Records from a dataset
------------------------------

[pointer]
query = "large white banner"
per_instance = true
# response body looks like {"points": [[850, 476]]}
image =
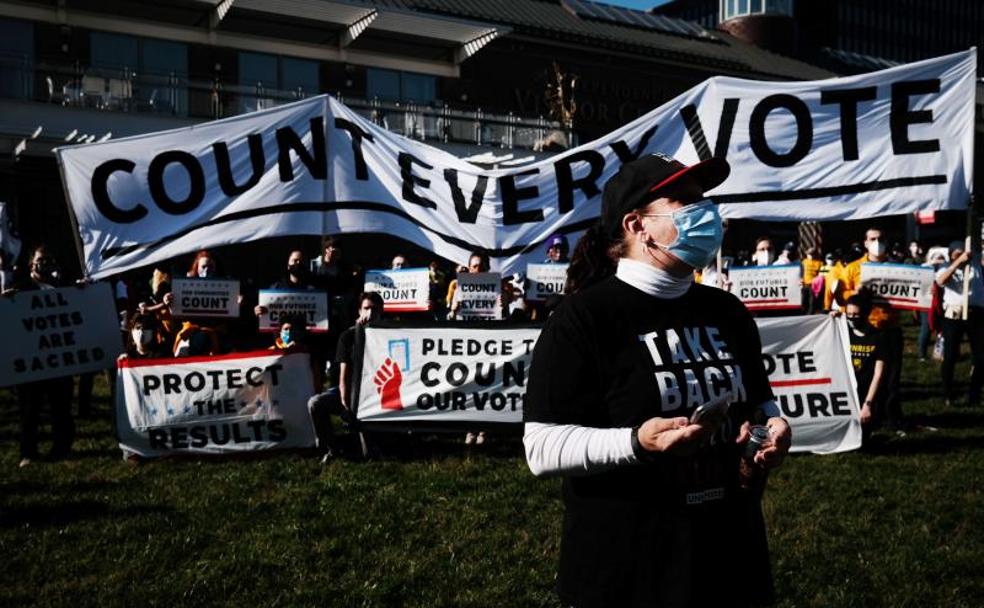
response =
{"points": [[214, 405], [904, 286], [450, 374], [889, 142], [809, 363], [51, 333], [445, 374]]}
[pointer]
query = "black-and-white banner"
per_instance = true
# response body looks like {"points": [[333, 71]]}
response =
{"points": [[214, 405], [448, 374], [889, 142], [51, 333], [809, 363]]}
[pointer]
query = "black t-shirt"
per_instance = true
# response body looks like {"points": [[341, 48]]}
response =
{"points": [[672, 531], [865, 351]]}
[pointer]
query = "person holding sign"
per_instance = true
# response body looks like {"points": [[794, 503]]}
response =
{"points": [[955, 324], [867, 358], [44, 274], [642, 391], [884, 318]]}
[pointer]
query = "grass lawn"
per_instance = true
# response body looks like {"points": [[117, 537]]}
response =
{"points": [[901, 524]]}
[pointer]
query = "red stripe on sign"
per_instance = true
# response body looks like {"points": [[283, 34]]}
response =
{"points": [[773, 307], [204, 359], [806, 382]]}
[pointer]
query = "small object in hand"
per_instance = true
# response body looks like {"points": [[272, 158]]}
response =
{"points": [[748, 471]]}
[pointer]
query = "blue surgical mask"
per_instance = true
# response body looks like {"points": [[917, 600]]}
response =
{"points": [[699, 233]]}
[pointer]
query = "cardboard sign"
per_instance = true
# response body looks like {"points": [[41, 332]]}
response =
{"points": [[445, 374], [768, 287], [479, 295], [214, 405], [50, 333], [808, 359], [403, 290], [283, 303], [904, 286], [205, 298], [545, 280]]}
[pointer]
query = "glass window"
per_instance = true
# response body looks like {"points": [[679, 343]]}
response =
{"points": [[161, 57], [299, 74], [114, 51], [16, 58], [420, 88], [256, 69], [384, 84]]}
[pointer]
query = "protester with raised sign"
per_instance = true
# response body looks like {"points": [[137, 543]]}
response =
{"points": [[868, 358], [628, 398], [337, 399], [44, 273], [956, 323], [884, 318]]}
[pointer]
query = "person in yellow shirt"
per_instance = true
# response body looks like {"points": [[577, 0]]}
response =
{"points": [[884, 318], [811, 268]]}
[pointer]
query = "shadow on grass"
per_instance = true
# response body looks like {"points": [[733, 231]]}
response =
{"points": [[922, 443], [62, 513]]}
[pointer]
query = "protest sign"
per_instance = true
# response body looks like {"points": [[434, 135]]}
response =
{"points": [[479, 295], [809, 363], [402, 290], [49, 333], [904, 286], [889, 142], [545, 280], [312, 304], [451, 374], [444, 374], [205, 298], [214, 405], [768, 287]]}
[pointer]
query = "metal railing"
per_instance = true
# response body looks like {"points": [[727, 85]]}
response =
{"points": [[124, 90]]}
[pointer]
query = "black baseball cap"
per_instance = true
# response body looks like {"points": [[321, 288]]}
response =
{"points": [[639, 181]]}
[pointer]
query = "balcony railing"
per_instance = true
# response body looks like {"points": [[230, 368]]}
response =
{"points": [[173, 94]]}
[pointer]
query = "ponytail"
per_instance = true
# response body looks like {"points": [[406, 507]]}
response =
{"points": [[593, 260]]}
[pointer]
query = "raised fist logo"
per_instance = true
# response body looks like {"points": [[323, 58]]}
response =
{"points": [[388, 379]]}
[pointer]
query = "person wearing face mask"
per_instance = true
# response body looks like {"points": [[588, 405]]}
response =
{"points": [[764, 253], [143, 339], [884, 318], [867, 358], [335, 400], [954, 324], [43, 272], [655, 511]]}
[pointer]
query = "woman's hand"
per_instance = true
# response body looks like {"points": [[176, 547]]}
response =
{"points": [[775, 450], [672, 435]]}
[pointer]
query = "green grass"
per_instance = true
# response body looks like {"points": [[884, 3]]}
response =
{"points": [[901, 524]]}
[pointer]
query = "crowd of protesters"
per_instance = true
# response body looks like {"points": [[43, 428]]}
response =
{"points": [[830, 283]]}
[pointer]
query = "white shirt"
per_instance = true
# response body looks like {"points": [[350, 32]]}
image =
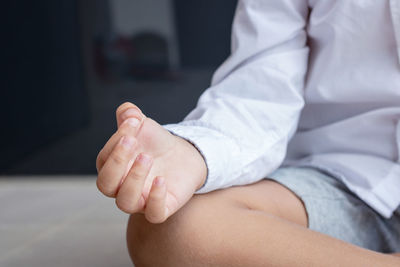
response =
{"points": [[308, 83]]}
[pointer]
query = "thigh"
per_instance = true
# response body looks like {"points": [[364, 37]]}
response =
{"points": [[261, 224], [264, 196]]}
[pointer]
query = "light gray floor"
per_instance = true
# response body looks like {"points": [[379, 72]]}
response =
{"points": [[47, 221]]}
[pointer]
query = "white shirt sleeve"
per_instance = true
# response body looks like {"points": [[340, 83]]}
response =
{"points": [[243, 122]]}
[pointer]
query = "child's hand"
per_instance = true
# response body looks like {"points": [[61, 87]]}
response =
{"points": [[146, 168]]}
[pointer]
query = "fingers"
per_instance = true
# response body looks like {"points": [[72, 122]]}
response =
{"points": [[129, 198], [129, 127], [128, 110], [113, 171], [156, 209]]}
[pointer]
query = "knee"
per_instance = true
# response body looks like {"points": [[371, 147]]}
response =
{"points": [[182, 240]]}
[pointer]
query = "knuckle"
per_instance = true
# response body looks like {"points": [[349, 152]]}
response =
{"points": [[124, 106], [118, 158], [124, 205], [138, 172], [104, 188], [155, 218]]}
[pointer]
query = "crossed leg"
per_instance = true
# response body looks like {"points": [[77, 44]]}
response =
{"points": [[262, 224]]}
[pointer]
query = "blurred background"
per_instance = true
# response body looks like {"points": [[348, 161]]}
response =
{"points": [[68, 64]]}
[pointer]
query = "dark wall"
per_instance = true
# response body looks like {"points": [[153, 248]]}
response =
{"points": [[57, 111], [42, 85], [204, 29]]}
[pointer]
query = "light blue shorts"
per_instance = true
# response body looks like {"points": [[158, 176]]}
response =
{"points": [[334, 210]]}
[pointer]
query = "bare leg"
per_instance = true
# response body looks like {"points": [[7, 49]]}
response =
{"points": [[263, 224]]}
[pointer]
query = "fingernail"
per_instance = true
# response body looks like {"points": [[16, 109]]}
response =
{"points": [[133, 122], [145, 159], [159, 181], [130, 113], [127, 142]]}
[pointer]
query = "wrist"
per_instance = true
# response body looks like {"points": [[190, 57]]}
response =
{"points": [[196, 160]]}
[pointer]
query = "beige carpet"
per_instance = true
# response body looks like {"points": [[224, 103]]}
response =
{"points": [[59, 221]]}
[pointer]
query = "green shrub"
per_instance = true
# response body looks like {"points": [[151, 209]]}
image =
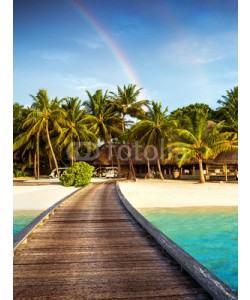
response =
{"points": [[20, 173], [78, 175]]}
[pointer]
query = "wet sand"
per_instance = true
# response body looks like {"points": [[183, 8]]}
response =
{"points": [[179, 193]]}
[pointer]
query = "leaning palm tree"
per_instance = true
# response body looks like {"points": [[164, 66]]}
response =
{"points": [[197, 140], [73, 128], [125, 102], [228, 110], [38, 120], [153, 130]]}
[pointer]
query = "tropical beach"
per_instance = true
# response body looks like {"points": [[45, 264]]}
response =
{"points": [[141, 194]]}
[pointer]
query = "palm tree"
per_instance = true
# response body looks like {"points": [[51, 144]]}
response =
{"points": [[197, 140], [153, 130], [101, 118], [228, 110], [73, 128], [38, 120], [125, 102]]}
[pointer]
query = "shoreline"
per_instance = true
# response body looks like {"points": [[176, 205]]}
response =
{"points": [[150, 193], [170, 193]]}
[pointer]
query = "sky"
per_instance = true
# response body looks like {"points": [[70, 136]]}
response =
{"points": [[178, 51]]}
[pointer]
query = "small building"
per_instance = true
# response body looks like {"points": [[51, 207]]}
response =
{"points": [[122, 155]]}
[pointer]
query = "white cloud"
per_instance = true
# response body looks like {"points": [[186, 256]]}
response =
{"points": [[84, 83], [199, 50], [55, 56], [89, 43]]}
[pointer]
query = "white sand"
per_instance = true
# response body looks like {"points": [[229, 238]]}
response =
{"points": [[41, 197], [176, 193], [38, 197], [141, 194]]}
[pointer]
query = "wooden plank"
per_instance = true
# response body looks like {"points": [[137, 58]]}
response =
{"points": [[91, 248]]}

------------------------------

What the task asks
Count the lines in the rows above that contain the string "black" and give only that number.

Answer below
3